- [PROMPT]
Return every line from the one with "Segment the target" through the one with "positive clicks: (290, 127) (238, 115)", inclusive, exactly as it appears below.

- [EXERCISE DATA]
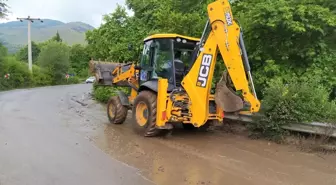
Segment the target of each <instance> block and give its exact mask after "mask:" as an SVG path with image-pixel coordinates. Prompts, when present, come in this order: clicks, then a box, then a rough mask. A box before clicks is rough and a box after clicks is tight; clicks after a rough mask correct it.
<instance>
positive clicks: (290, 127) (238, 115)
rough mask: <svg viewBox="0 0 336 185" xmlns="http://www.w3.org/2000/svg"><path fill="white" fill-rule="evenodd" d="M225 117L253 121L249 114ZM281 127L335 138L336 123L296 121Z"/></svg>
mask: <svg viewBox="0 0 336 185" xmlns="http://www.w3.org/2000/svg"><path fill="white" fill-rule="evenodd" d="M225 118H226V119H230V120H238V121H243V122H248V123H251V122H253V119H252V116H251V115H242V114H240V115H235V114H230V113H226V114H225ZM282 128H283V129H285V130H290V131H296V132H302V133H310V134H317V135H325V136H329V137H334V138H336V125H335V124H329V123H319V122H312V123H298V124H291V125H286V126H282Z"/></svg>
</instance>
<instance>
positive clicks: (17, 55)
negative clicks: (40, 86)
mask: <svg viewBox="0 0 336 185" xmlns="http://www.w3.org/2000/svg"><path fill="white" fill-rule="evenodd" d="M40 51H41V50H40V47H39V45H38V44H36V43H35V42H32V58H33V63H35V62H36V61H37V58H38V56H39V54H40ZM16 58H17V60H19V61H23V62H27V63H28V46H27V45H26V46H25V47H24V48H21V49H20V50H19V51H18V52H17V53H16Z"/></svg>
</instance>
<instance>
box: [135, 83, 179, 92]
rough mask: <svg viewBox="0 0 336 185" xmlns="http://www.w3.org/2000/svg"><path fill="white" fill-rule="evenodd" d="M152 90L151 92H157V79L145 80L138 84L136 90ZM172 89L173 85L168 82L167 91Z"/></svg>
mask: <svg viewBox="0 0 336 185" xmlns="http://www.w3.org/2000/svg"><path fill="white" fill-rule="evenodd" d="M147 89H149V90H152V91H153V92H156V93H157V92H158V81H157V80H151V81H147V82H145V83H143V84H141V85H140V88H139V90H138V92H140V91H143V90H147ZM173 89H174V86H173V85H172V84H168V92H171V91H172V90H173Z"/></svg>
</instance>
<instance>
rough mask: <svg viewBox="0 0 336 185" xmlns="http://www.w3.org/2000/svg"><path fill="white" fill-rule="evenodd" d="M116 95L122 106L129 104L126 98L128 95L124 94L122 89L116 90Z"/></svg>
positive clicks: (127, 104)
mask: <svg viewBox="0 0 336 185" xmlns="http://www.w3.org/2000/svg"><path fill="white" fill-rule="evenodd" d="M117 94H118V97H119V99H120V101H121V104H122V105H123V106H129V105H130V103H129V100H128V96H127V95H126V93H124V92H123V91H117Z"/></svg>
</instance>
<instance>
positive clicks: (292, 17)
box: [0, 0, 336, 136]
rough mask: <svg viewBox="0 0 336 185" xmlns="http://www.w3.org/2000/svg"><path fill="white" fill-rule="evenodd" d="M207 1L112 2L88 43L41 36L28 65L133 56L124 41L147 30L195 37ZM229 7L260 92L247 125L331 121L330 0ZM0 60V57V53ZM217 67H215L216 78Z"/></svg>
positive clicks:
==
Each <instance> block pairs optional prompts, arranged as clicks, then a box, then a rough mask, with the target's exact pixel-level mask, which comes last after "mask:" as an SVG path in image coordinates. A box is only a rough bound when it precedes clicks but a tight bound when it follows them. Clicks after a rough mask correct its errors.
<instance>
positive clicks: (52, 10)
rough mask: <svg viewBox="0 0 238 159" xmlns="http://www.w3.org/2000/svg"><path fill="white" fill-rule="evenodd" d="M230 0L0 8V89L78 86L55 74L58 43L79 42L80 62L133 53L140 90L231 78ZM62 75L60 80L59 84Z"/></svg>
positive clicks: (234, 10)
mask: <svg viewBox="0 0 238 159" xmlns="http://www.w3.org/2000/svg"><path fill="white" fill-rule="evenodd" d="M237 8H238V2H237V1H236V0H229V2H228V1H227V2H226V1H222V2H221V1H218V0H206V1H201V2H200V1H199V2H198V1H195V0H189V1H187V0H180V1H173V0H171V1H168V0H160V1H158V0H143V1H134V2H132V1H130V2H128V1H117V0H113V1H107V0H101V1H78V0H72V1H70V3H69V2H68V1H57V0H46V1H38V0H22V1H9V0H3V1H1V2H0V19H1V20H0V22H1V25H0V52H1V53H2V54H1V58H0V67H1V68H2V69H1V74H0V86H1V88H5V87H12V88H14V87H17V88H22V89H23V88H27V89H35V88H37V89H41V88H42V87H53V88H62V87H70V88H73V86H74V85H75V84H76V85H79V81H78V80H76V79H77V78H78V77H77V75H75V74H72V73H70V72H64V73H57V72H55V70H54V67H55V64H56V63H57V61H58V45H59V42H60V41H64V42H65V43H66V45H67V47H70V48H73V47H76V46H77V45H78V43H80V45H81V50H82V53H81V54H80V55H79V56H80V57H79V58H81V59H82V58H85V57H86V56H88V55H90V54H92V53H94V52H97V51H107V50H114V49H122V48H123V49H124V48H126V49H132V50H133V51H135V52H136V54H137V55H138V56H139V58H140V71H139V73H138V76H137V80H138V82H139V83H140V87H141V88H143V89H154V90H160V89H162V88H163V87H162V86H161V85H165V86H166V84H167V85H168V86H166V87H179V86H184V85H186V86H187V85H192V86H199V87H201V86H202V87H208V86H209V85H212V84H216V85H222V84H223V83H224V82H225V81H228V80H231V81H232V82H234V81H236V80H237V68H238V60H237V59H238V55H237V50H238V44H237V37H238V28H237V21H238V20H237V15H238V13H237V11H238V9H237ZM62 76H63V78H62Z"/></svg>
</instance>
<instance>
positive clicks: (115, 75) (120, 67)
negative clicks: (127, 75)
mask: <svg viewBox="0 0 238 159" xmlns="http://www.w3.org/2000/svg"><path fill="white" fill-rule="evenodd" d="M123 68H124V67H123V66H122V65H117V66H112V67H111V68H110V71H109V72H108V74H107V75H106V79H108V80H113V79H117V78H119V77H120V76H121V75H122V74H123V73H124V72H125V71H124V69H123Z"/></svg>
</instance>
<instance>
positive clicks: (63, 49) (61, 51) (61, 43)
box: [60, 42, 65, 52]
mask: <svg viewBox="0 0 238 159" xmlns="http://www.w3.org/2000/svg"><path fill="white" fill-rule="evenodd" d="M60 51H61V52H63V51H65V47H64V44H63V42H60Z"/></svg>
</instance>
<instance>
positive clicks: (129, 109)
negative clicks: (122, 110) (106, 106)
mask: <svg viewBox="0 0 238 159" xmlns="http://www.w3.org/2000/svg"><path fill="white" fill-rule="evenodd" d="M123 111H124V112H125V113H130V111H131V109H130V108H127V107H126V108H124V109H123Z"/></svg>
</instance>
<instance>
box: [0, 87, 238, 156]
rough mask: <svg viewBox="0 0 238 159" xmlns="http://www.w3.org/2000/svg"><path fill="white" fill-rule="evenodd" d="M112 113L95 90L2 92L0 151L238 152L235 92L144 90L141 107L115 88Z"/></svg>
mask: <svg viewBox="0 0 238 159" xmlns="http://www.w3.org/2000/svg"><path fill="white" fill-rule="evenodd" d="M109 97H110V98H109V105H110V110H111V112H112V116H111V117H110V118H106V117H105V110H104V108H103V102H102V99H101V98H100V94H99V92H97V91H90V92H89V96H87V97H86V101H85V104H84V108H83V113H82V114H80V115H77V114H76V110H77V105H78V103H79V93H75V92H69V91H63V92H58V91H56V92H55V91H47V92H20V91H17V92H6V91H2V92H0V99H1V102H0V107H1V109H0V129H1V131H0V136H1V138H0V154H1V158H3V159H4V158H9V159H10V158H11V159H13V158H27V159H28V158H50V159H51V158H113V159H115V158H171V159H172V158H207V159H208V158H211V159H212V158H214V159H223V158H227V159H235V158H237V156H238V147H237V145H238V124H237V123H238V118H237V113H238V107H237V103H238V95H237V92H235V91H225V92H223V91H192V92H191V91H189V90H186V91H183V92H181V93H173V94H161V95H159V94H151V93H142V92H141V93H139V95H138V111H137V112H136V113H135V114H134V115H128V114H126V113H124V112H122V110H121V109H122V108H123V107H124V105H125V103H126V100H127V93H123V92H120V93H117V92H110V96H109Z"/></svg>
* * *
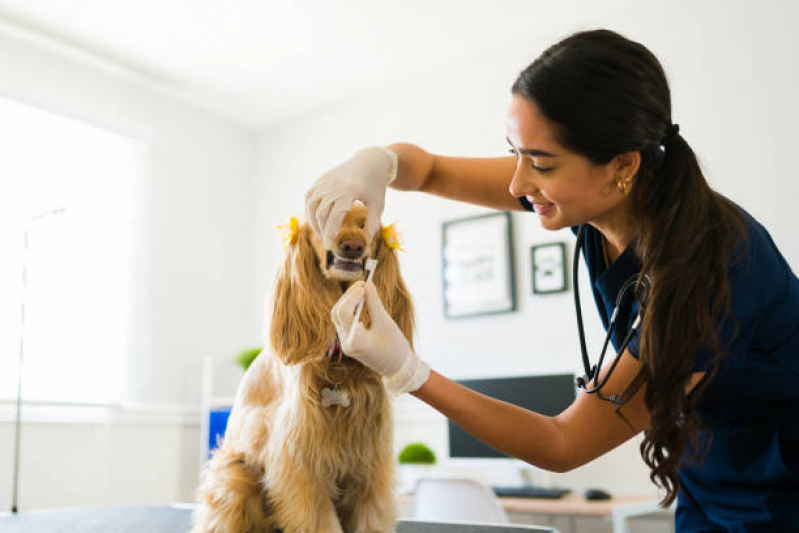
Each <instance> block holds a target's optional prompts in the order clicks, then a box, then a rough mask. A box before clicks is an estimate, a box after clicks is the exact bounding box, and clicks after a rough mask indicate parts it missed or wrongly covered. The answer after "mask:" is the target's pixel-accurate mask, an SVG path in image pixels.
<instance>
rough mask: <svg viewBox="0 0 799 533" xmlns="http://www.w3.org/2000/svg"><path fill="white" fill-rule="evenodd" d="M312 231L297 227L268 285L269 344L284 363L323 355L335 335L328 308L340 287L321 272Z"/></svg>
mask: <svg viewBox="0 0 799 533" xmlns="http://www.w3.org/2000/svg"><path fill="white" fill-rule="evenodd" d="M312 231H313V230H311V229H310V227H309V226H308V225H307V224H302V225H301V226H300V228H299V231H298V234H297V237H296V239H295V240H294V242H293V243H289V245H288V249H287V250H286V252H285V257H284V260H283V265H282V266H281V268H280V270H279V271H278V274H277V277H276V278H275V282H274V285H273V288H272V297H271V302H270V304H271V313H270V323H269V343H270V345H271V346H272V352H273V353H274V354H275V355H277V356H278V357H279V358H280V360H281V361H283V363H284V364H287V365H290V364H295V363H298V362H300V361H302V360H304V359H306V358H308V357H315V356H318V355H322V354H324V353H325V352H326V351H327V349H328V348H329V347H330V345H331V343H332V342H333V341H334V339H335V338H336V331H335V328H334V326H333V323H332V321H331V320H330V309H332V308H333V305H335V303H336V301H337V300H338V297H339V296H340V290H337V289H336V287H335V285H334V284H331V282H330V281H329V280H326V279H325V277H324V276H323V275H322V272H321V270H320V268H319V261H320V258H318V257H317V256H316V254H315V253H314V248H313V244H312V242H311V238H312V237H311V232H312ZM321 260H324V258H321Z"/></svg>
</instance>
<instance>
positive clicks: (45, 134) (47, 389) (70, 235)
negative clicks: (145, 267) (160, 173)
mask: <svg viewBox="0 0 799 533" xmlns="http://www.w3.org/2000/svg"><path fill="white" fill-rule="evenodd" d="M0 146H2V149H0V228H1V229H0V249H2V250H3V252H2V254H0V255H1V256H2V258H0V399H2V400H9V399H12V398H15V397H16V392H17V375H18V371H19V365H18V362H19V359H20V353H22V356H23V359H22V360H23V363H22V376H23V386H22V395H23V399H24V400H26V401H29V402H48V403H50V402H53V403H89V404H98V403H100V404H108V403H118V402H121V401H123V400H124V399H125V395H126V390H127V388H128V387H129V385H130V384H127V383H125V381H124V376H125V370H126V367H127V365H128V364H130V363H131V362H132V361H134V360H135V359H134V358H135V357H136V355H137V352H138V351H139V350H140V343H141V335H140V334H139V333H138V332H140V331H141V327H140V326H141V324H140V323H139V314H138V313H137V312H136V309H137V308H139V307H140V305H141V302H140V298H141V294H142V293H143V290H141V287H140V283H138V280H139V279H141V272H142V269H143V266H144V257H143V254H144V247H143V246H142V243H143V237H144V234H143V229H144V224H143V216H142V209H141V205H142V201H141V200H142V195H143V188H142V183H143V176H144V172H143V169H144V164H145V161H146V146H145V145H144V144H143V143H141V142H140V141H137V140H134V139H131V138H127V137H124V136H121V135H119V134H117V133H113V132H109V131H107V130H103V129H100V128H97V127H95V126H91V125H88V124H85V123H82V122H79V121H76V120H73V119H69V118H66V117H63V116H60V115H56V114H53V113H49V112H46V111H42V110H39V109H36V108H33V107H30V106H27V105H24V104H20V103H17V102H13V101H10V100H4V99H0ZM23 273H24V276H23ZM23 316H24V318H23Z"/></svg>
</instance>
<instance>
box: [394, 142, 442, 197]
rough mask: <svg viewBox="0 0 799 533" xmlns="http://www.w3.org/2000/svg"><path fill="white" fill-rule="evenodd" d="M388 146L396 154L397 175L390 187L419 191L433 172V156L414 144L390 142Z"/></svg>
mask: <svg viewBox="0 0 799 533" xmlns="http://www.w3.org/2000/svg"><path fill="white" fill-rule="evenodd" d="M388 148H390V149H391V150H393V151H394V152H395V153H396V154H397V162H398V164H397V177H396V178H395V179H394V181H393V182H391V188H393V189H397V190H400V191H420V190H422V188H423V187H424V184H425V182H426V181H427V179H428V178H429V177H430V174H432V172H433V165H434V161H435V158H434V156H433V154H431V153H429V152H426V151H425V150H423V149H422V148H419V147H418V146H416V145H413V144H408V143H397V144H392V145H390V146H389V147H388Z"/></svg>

- [SOLUTION FOR THIS TASK]
Segment the target of each <instance> block and give its exact mask after "mask:" as an SVG path with image-pixel coordinates. Prompts, when present, come in this order: clicks, then a box, then a rough mask. A box before clicks is rough and a box after clicks is tight; clicks after a rough mask correct it.
<instance>
positive clicks: (290, 127) (238, 115)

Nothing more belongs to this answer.